[Image-grounded pointing data]
━━━━━━━━

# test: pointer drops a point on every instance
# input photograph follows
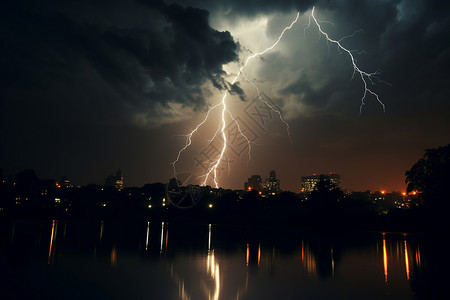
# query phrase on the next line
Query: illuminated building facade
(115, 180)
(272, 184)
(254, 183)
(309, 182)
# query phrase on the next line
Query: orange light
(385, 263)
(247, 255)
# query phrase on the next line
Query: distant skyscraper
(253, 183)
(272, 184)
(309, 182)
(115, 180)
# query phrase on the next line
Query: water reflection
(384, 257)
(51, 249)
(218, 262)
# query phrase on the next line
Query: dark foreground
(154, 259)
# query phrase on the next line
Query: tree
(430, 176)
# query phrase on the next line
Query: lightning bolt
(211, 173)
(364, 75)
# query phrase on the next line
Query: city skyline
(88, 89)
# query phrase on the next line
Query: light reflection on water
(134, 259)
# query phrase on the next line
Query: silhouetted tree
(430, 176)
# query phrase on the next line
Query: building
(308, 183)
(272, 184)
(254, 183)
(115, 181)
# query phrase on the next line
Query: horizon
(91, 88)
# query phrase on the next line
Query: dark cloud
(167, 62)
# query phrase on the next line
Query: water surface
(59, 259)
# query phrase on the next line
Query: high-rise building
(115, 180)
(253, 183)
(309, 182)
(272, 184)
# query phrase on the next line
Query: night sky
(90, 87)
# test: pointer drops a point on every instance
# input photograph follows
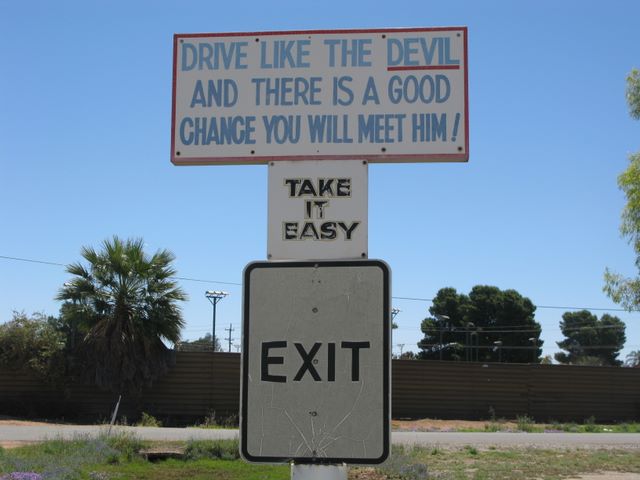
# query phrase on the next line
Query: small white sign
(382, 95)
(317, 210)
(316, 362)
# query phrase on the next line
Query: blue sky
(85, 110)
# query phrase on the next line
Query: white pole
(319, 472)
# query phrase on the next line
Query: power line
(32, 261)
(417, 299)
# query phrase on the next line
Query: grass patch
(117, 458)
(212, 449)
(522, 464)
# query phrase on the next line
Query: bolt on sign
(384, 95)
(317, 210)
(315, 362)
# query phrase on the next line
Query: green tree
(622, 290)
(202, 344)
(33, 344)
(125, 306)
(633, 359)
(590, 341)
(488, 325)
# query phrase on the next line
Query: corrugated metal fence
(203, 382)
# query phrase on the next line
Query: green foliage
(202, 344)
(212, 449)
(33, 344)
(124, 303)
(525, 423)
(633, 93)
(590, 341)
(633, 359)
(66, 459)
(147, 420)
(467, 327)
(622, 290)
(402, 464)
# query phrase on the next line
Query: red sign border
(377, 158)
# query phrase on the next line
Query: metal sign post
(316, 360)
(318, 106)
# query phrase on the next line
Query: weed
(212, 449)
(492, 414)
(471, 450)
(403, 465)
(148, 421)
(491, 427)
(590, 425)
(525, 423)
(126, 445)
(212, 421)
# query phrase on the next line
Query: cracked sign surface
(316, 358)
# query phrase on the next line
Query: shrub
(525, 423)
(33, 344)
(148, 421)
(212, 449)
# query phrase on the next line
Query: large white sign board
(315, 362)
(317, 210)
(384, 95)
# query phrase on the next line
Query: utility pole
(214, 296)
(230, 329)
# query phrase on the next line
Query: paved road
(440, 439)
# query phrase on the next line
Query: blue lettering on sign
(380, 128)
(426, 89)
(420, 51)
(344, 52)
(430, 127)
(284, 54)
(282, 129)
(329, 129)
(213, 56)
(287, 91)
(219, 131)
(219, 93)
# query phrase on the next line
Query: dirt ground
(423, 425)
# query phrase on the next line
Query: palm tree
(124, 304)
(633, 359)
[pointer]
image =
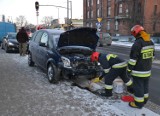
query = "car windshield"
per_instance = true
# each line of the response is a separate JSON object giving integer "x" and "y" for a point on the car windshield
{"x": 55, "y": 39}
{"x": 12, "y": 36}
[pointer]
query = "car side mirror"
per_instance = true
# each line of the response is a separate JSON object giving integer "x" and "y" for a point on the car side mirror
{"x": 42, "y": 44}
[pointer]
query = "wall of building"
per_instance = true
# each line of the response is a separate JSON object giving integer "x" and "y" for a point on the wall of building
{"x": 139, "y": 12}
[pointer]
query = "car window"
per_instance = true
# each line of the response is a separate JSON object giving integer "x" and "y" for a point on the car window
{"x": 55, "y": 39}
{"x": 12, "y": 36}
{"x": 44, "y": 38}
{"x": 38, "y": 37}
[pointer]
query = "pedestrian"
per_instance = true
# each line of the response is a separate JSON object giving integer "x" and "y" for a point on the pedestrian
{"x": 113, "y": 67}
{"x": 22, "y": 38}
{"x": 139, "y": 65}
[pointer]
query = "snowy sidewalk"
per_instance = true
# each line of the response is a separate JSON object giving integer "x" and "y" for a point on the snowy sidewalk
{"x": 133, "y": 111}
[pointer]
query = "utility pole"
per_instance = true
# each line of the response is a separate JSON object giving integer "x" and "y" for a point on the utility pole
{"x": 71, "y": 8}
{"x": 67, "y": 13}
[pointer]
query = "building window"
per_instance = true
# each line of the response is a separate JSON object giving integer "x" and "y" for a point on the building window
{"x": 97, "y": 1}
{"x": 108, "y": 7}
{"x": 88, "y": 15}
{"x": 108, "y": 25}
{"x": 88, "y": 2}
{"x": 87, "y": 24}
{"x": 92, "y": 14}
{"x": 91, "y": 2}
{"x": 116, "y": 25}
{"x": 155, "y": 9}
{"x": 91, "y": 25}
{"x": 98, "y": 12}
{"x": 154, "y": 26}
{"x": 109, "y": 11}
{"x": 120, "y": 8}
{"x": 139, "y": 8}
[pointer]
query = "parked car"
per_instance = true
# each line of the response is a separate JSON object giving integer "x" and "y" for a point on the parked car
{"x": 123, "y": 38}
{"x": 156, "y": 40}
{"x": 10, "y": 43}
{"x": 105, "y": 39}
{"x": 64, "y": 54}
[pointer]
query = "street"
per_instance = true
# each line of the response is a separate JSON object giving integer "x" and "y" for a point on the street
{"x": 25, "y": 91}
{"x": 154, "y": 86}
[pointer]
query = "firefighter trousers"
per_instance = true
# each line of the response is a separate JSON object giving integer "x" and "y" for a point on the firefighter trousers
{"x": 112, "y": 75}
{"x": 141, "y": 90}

━━━━━━━━

TASK BRIEF:
Could you print all of the entries exactly, skipping the images?

RESPONSE TO THIS TASK:
# test: pointer drops a point on every instance
# input photograph follows
# query phrase on the next line
Query: illuminated building facade
(115, 180)
(272, 184)
(254, 183)
(309, 182)
# query phrase on the next line
Query: orange light
(385, 263)
(247, 255)
# query phrase on the next line
Query: distant skyscraper
(253, 183)
(272, 184)
(309, 182)
(115, 180)
# query phrase on the next line
Query: water reflection
(384, 257)
(51, 249)
(218, 262)
# query phrase on the next line
Query: dark foreground
(154, 259)
# query phrase on the next line
Query: tree
(430, 176)
# query phrase on the next line
Query: lightning bolt
(211, 173)
(364, 75)
# query phrase on the next line
Query: city skyline
(88, 89)
# query phrase on the next line
Query: light reflection on water
(134, 259)
# query phrase on the next line
Query: silhouetted tree
(430, 176)
# query phrase on the next line
Query: building
(308, 183)
(272, 184)
(254, 183)
(115, 181)
# query phrase on the next line
Query: horizon
(91, 88)
# query phrase on the next line
Query: dark cloud
(167, 62)
# query phrase on the next line
Query: water surface
(59, 259)
# query phrase on the next line
Query: high-rise building
(115, 180)
(253, 183)
(309, 182)
(272, 184)
# query phrase on the next line
Query: night sky
(90, 87)
# test: pointer drops a point on every instance
# input photograph follows
# query phrase on the next line
Query: small white sign
(382, 95)
(317, 210)
(316, 362)
# query phrase on the next line
Query: blue sky
(85, 110)
# query phrase on the next line
Query: white pole
(319, 472)
# query phrase on the next line
Query: power line
(32, 261)
(417, 299)
# query phrase on the next line
Query: grass patch
(117, 458)
(212, 449)
(522, 464)
# query phrase on the next line
Query: bolt on sign
(384, 95)
(317, 210)
(315, 362)
# query phrase on the next line
Query: green tree
(622, 290)
(202, 344)
(33, 344)
(125, 306)
(633, 359)
(590, 341)
(488, 325)
# query phrase on the next line
Query: corrugated metal fence
(203, 382)
# query phrase on the next line
Query: green foliage
(202, 344)
(212, 449)
(33, 344)
(124, 303)
(525, 423)
(633, 93)
(590, 341)
(633, 359)
(66, 459)
(147, 420)
(467, 327)
(622, 290)
(402, 464)
# query phrase on the next line
Query: red sign border
(377, 158)
# query phrase on the next line
Query: metal sign post
(316, 360)
(318, 106)
# query phrase on the next line
Query: weed
(212, 449)
(492, 414)
(471, 450)
(403, 465)
(148, 421)
(491, 427)
(590, 425)
(525, 423)
(126, 445)
(212, 421)
# query phrase on the next line
Query: cracked sign surface
(316, 358)
# query phrase on the next line
Query: shrub
(525, 423)
(33, 344)
(148, 421)
(212, 449)
# query phrase on the next line
Query: large white sign board
(315, 362)
(317, 210)
(384, 95)
# query phrase on the next line
Query: utility pole
(214, 296)
(230, 329)
# query phrase on the next line
Query: paved road
(440, 439)
# query phrase on the next line
Query: blue lettering on sign
(380, 128)
(426, 89)
(420, 51)
(344, 52)
(430, 127)
(284, 54)
(282, 129)
(329, 129)
(213, 56)
(287, 91)
(219, 131)
(219, 93)
# query phrase on the next line
Query: dirt ground
(423, 425)
# query phrase on the next line
Query: palm tree
(124, 304)
(633, 359)
[pointer]
image =
query = "car windshield"
per_instance = true
# each line of the response is a separate JSON object giving integer "x" and "y" for a point on the car windshield
{"x": 55, "y": 39}
{"x": 12, "y": 36}
[pointer]
query = "car side mirror"
per_instance = true
# each line of the response is a separate JSON object giving integer "x" and "y" for a point on the car side mirror
{"x": 42, "y": 44}
[pointer]
query = "wall of building"
per_instance = true
# each line of the response is a separate JSON object giving integer "x" and "y" for a point on the wall of building
{"x": 139, "y": 12}
[pointer]
query = "car window"
per_instance = true
# each line of the response is a separate JSON object giving integer "x" and "y" for a point on the car window
{"x": 55, "y": 39}
{"x": 12, "y": 36}
{"x": 44, "y": 38}
{"x": 38, "y": 37}
[pointer]
query = "pedestrian"
per_instance = true
# each line of the response is a separate JSON object giving integer "x" and "y" for a point on the pedestrian
{"x": 113, "y": 67}
{"x": 22, "y": 38}
{"x": 139, "y": 65}
[pointer]
query = "snowy sidewalk"
per_instance = true
# each line of the response is a separate JSON object giving integer "x" and "y" for a point on the snowy sidewalk
{"x": 133, "y": 111}
[pointer]
query = "utility pole"
per_instance = true
# each line of the response is a separate JSON object giving integer "x" and "y" for a point on the utility pole
{"x": 71, "y": 8}
{"x": 67, "y": 13}
[pointer]
query = "building window"
per_instance = true
# each line of the response is a separate JSON object giving integer "x" and "y" for a point on the building window
{"x": 97, "y": 1}
{"x": 108, "y": 7}
{"x": 88, "y": 15}
{"x": 108, "y": 25}
{"x": 88, "y": 2}
{"x": 87, "y": 24}
{"x": 92, "y": 14}
{"x": 91, "y": 2}
{"x": 116, "y": 25}
{"x": 155, "y": 9}
{"x": 91, "y": 25}
{"x": 98, "y": 12}
{"x": 154, "y": 26}
{"x": 109, "y": 11}
{"x": 120, "y": 8}
{"x": 139, "y": 8}
[pointer]
query = "parked car"
per_instance = true
# each line of the response is a separate JSON object giving integer "x" and "y" for a point on the parked car
{"x": 123, "y": 38}
{"x": 156, "y": 40}
{"x": 10, "y": 43}
{"x": 105, "y": 39}
{"x": 64, "y": 54}
[pointer]
query = "street"
per_instance = true
# each line of the response is a separate JSON object giving integer "x" and "y" for a point on the street
{"x": 25, "y": 91}
{"x": 154, "y": 86}
[pointer]
query = "firefighter trousers"
per_instance = true
# each line of the response is a separate JSON object giving integer "x" and "y" for a point on the firefighter trousers
{"x": 112, "y": 75}
{"x": 141, "y": 90}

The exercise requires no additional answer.